◆ Listed entries:
+-------+
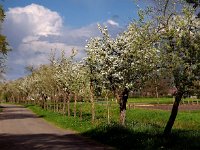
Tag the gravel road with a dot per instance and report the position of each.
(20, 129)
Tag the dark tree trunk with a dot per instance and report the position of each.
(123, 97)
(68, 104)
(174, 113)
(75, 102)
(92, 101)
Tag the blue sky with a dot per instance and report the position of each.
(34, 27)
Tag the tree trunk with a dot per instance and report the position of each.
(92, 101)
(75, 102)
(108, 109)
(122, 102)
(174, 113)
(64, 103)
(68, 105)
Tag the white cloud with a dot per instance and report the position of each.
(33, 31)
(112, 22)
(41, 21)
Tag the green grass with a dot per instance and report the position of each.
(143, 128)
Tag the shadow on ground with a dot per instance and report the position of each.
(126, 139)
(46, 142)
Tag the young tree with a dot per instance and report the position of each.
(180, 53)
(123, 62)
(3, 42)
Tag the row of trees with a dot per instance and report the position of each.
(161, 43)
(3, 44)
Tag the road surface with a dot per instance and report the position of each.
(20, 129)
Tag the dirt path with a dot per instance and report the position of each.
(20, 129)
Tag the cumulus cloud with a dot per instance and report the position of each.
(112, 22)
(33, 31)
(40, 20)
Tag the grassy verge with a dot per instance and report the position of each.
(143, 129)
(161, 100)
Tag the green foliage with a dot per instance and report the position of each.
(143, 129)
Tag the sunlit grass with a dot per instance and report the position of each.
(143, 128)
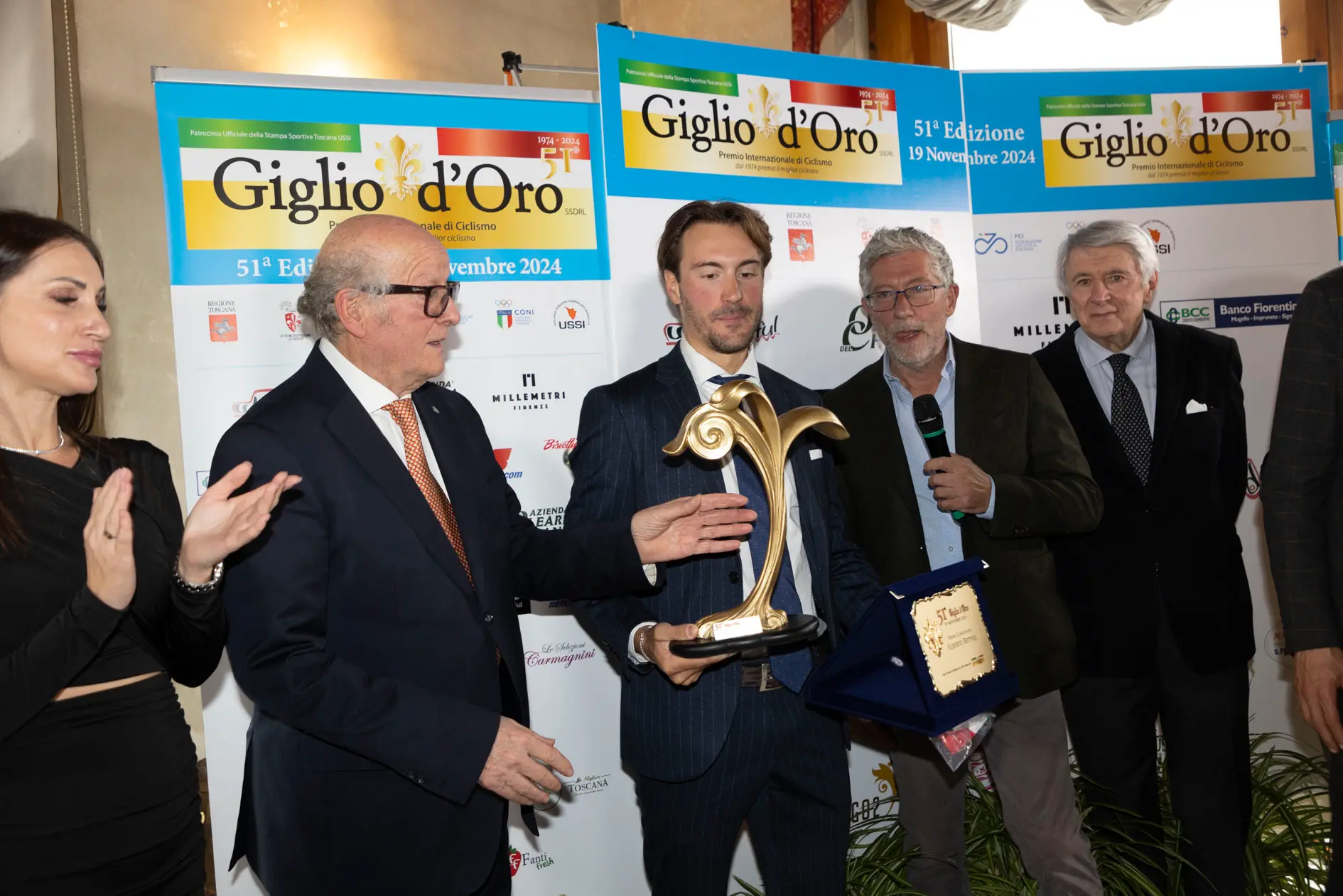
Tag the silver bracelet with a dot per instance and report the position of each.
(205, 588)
+-------+
◆ Your task: Reproduce the listing exactly, but omit every picture in it.

◆ Response area:
Tag the gravel road with a dot per instance and report the position of each.
(20, 129)
Tag the dark tree trunk with a dot per instance and report the position of each.
(123, 97)
(68, 104)
(174, 113)
(75, 102)
(92, 101)
Tag the blue sky with a dot per instance and report the position of each.
(34, 27)
Tag the tree trunk with a dot per instance and report the position of each.
(92, 101)
(75, 102)
(108, 109)
(122, 102)
(174, 113)
(64, 103)
(68, 105)
Tag the white cloud with a dot per instance and report the position of each.
(33, 31)
(112, 22)
(41, 21)
Tag the green grass with a dot per instance and report the position of each.
(143, 128)
Tag the shadow on ground with a dot per instance and report the position of each.
(126, 139)
(46, 142)
Tag the young tree with a dot per instance and report the position of each.
(180, 53)
(123, 62)
(3, 42)
Tag the row of trees with a dot per instance and report the position of each.
(161, 43)
(3, 44)
Tag the road surface with a dot per instance and report the position of each.
(20, 129)
Tag the dirt path with a dot per instance and report the position of each.
(20, 129)
Tag the cumulus cloud with a dot per instance and report the position of each.
(112, 22)
(33, 31)
(40, 20)
Tag the grassy verge with a dot per instance and report the position of each.
(143, 129)
(161, 100)
Tag the green foliage with a dot per instance and report the position of each.
(143, 129)
Tag the sunlit grass with a dot per instance and report the position of each.
(143, 128)
Tag the silver bracelet with a dot per instance and report the position of each.
(205, 588)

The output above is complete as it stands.